* begin *

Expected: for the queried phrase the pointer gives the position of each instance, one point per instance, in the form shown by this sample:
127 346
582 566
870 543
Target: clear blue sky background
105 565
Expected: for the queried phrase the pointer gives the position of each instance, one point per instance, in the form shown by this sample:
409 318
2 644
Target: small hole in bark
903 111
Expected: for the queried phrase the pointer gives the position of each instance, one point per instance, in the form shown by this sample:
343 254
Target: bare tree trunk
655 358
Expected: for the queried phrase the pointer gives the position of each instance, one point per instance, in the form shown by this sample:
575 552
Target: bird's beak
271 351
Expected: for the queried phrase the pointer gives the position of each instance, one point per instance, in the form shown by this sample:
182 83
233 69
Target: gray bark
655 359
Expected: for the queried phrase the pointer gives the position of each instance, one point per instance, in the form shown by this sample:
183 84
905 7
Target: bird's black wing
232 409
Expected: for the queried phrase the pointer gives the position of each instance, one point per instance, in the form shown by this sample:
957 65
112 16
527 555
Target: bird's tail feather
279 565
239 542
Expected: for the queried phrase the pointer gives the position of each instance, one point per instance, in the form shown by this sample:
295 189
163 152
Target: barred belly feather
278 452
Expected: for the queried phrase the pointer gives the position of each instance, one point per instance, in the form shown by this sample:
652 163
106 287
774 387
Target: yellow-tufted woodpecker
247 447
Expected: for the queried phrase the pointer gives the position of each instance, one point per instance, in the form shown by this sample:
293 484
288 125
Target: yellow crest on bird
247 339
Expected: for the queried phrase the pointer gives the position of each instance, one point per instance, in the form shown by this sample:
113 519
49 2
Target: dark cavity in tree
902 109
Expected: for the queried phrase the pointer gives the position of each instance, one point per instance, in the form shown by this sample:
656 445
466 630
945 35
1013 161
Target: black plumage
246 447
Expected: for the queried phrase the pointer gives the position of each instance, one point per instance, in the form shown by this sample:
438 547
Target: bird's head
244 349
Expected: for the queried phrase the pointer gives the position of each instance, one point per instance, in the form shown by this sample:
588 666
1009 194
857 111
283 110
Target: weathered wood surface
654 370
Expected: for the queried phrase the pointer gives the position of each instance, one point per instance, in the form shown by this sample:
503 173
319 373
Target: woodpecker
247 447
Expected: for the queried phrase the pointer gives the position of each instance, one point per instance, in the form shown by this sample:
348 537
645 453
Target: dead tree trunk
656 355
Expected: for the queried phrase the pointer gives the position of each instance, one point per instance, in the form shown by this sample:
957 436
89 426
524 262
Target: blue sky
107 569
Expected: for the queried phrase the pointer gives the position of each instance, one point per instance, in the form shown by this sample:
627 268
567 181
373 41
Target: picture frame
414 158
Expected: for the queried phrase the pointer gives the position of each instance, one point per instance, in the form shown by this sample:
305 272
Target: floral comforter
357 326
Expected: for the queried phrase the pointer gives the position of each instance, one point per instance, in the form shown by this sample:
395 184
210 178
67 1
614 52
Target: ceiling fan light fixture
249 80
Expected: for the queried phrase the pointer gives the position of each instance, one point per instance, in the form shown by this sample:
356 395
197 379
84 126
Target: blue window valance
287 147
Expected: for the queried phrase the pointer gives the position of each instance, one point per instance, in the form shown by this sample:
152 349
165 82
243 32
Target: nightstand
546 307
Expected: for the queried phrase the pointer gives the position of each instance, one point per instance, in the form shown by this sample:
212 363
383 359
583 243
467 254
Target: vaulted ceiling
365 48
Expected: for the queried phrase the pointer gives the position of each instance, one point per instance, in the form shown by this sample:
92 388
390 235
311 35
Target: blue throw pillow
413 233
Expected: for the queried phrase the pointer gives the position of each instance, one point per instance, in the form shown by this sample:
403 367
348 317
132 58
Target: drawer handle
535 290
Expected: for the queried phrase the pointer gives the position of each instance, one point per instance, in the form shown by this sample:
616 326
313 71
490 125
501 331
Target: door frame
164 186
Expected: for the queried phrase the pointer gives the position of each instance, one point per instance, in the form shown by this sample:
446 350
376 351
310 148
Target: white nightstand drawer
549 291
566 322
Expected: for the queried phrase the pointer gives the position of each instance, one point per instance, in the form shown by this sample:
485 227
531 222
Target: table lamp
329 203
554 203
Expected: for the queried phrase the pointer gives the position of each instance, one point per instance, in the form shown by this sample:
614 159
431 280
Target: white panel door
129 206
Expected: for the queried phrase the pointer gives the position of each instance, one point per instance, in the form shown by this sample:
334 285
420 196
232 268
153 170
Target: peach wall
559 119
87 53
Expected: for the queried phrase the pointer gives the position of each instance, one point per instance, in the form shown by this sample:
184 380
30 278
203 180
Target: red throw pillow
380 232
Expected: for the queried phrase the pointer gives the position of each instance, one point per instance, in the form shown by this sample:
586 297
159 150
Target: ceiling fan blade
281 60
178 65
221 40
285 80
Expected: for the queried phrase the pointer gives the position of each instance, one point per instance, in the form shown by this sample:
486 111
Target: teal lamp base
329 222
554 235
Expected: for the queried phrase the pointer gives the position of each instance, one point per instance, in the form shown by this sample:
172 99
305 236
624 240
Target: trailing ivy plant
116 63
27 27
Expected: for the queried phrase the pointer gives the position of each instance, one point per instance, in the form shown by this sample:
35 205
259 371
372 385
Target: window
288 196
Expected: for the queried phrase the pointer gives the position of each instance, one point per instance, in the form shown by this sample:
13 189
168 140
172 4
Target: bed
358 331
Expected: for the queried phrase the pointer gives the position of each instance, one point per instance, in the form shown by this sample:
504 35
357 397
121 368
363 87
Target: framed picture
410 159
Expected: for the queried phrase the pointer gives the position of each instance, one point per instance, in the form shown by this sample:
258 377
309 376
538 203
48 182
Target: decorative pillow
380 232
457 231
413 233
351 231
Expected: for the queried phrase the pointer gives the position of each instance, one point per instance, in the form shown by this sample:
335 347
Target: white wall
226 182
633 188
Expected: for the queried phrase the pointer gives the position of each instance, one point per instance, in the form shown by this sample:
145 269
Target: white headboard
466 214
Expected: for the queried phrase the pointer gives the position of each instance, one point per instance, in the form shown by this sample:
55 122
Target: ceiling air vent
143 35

* end *

- _Stated problem_: Transcribe each entry precisely, missing none.

- _Expected answer_:
Expected: for the queried phrase the pointer gives the position of each instance, one point per instance, in the form shown by this sample:
127 346
582 566
870 543
Target: clear blue sky background
105 565
Expected: for the queried phrase the pointer gives the position of each instance, one point per instance, in the form shown by this sample:
409 318
2 644
Target: small hole in bark
903 111
Expected: for the queried phrase the pointer gives the position of each instance, one point per instance, in the form shown by this sample:
343 254
Target: bare tree trunk
655 358
Expected: for the queried phrase the pointer gives the position of each instance, one point per instance, in the form shown by this sample:
575 552
Target: bird's beak
271 351
Expected: for the queried phrase the pointer gives the position of each instance, one point per instance, in the form shown by this sample:
182 83
233 69
Target: gray bark
655 359
Expected: for the queried phrase the pointer gives the position of each instance, one point per instance, in the form shown by this sample:
183 84
905 7
Target: bird's black wing
232 409
Expected: for the queried phrase the pointer gives the position of each instance, one point per instance, in the form shown by this sample:
957 65
112 16
527 555
Target: bird's tail feather
279 565
239 542
Expected: for the queried phrase the pointer gives the position of each instance, one point per instance, in the form shown by this sample:
295 189
163 152
Target: barred belly feather
278 452
Expected: for the queried phrase the pointer gives the position of each instance, one point per instance, in the form shown by this sample:
652 163
106 287
774 387
Target: yellow-tufted woodpecker
247 447
Expected: for the queried phrase the pointer gives the position of each instance, one point per instance, in the form shown by this sample:
293 484
288 125
Target: yellow crest on bird
247 339
Expected: for the queried phrase the pointer gives the position of each instance, one point per instance, in the form shown by this sample:
113 519
49 2
Target: dark cavity in tree
902 109
Expected: for the queried phrase the pointer gives the position of each instance, one point per instance, in the form shown by this sample:
656 445
466 630
945 35
1013 161
Target: black plumage
246 447
Expected: for the queried phrase the pointer gives the position of each instance, one point per instance, in the form shown by this sample:
438 547
Target: bird's head
244 349
Expected: for the queried phrase the pointer gives the position of each instance, one point per instance, in the form shown by this sample:
588 666
1009 194
857 111
283 110
Target: weathered wood surface
654 370
Expected: for the queried phrase the pointer gives the position of each instance, one point per instance, in the form shown by this sample:
503 173
319 373
Target: woodpecker
247 447
Expected: for the queried phrase the pointer gives the position of each instance, one point per instance, in the form shown by this sample:
348 537
645 453
Target: dead tree trunk
656 355
Expected: for the queried phrase the pointer gives the position of each instance, one point per instance, in the form shown by this sample:
957 436
89 426
524 262
Target: blue sky
107 569
Expected: for the queried phrase the pointer gives the position of each instance, one point per instance, in the form shown by this sample:
627 268
567 181
373 41
Target: picture frame
414 158
Expected: for the queried phrase the pointer gives the position of each instance, one point per instance, in the form shown by this sample:
305 272
Target: floral comforter
357 326
Expected: for the queried phrase the pointer gives the position of each instance, one point per instance, in the form shown by this sample:
395 184
210 178
67 1
614 52
Target: ceiling fan light fixture
249 80
Expected: for the queried phrase the pointer gives the position of each instance, one point per instance, in the form shown by this sample:
356 395
197 379
84 126
Target: blue window valance
287 147
Expected: for the queried phrase the pointer gives the position of each instance, one point per instance, in the form shown by this sample:
152 349
165 82
243 32
Target: nightstand
546 307
Expected: for the queried phrase the pointer gives the position of each instance, one point per instance, in the form shown by this sample:
212 363
383 359
583 243
467 254
Target: vaulted ceiling
365 48
Expected: for the queried phrase the pointer gives the position of each instance, one point per instance, in the form shown by this sample:
92 388
390 235
311 35
Target: blue throw pillow
413 233
Expected: for the queried phrase the pointer gives the position of each instance, one point per instance, in the form shown by this sample:
403 367
348 317
132 58
Target: drawer handle
535 290
Expected: for the queried phrase the pointer gives the position of each instance, one point per instance, in the form shown by this sample:
616 326
313 71
490 125
501 331
Target: door frame
164 186
Expected: for the queried phrase the pointer gives the position of each instance, one point per instance, in the form shown by this sample:
446 350
376 351
310 148
Target: white nightstand drawer
549 291
566 322
Expected: for the queried phrase the pointer gives the position of each instance, one point per instance, in the form shown by this sample:
485 227
531 222
Target: table lamp
329 203
554 203
Expected: for the queried phrase the pointer gives the position of each instance, one point per instance, in the form shown by this sample:
614 159
431 280
Target: white panel door
129 206
Expected: for the queried phrase the pointer gives the position of each instance, one point per instance, in the form shown by this sample:
334 285
420 196
232 268
153 170
Target: peach wall
559 119
87 53
Expected: for the queried phrase the pointer gives the position of each instance, one point per instance, in the form shown by this sample:
184 380
30 278
203 180
Target: red throw pillow
380 232
Expected: for the queried phrase the pointer gives the position of each instance, one point per instance, in the form shown by this sample:
586 297
159 150
Target: ceiling fan blade
281 60
178 65
221 40
285 80
Expected: for the queried phrase the pointer gives the position of each instance, one point per instance, in the form shown by this sample:
486 111
Target: teal lamp base
329 222
554 235
Expected: for the queried phrase the pointer gives the position of each instance, one point per instance, in the form shown by this sample:
172 99
305 236
624 240
Target: trailing ivy plant
116 63
27 27
Expected: for the queried phrase the pointer gives the position of each instance, one point per instance, in the form shown by this sample:
35 205
259 371
372 385
Target: window
288 196
Expected: for the queried phrase the pointer gives the position of each instance, one point per instance, in the form shown by this sample:
13 189
168 140
172 4
Target: bed
358 331
Expected: for the queried phrase the pointer gives the position of each instance, one point per instance, in the form shown by this sample:
504 35
357 397
121 368
363 87
Target: framed picture
410 159
Expected: for the queried phrase the pointer gives the position of each instance, one point per instance, in the form shown by this sample:
258 377
309 376
538 203
48 182
Target: decorative pillow
380 232
457 231
413 233
351 231
Expected: for the queried phrase the pointer gives the position of each instance, one point per instance, in the form shown by this sample:
335 347
Target: white wall
226 182
633 188
Expected: for the queried phrase the pointer gives the position of each instance, one point per instance, in the form shown by this sample:
145 269
Target: white headboard
466 214
Expected: for the queried phrase the pointer gives the position of each instance, one point per instance, in the form shown by this sample:
55 122
Target: ceiling air vent
143 35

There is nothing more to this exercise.